● **TO BE DONE**
Locate each line of the listing below that contains the string "target" and copy those lines out. Case counts, so match uppercase and lowercase letters precisely.

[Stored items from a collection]

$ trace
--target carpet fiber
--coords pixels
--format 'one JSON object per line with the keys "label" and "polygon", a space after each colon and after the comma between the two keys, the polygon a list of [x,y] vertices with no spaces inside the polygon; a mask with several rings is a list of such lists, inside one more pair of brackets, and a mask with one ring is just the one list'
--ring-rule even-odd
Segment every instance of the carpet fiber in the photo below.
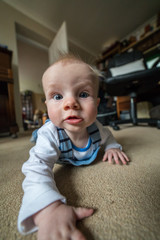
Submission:
{"label": "carpet fiber", "polygon": [[[93,207],[78,222],[87,240],[160,239],[160,130],[123,126],[112,131],[131,159],[128,166],[102,162],[100,151],[87,167],[56,165],[57,186],[68,204]],[[35,240],[21,236],[17,215],[23,196],[21,166],[28,159],[30,134],[0,139],[0,240]]]}

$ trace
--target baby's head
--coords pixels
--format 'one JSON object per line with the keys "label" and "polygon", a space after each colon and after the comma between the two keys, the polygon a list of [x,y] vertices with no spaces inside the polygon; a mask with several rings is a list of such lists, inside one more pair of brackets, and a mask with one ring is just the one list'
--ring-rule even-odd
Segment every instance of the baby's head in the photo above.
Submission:
{"label": "baby's head", "polygon": [[73,55],[62,56],[42,78],[49,118],[71,130],[95,121],[99,104],[96,70]]}

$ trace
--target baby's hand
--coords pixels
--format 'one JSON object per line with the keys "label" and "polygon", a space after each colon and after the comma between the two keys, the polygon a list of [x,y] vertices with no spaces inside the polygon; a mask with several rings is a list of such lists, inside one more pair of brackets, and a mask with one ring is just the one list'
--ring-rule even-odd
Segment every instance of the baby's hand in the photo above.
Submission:
{"label": "baby's hand", "polygon": [[38,226],[38,240],[86,240],[76,228],[76,221],[93,214],[93,209],[75,208],[60,201],[34,215],[34,222]]}
{"label": "baby's hand", "polygon": [[127,164],[127,162],[129,162],[127,155],[119,148],[108,149],[103,156],[103,162],[107,159],[109,163],[112,163],[112,160],[114,160],[116,164]]}

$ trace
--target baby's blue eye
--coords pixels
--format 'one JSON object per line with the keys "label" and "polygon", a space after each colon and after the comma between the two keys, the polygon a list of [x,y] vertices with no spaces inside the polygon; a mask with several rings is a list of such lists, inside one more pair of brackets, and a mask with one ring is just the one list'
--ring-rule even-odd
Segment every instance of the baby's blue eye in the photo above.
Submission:
{"label": "baby's blue eye", "polygon": [[63,96],[61,95],[61,94],[55,94],[54,96],[53,96],[53,99],[54,100],[61,100],[63,98]]}
{"label": "baby's blue eye", "polygon": [[87,92],[81,92],[79,95],[81,98],[87,98],[89,94]]}

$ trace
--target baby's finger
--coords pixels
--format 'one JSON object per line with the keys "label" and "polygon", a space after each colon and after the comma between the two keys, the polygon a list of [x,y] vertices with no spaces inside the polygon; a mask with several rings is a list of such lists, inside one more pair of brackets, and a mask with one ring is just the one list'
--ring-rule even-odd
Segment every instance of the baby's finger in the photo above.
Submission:
{"label": "baby's finger", "polygon": [[75,228],[74,232],[71,235],[71,240],[86,240],[84,235],[77,229]]}
{"label": "baby's finger", "polygon": [[124,152],[121,152],[121,153],[122,153],[122,155],[124,156],[125,160],[126,160],[127,162],[129,162],[130,160],[129,160],[129,158],[127,157],[127,155],[126,155]]}

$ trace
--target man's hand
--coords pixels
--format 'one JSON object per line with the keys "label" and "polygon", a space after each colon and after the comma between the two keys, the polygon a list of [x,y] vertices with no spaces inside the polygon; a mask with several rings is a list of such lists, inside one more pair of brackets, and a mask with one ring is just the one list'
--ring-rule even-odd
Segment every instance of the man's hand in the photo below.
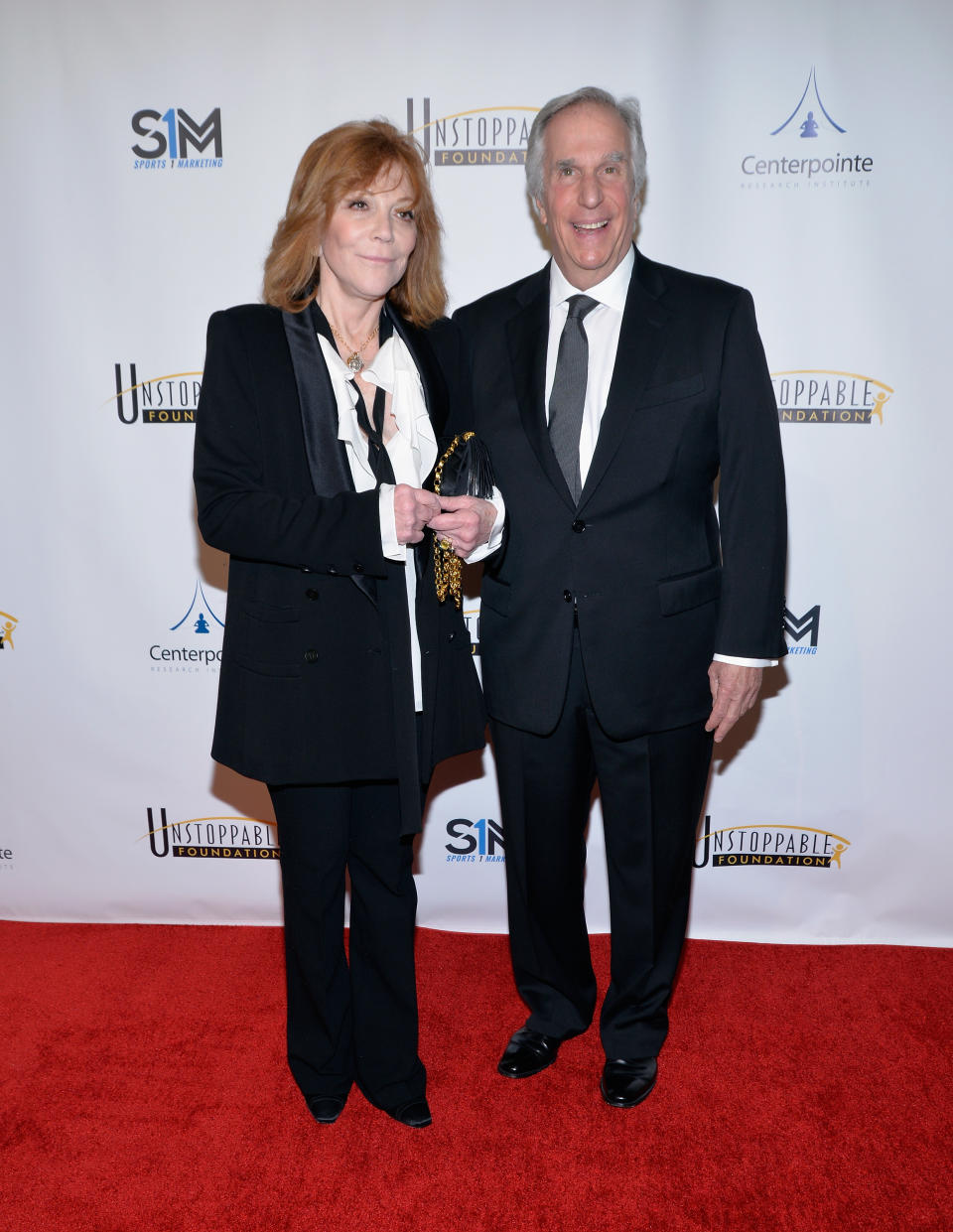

● **ANSWER BELOW**
--target carpet fiber
--target baby's head
--target baby's hand
--target baby's blue eye
--target baby's finger
--target man's hand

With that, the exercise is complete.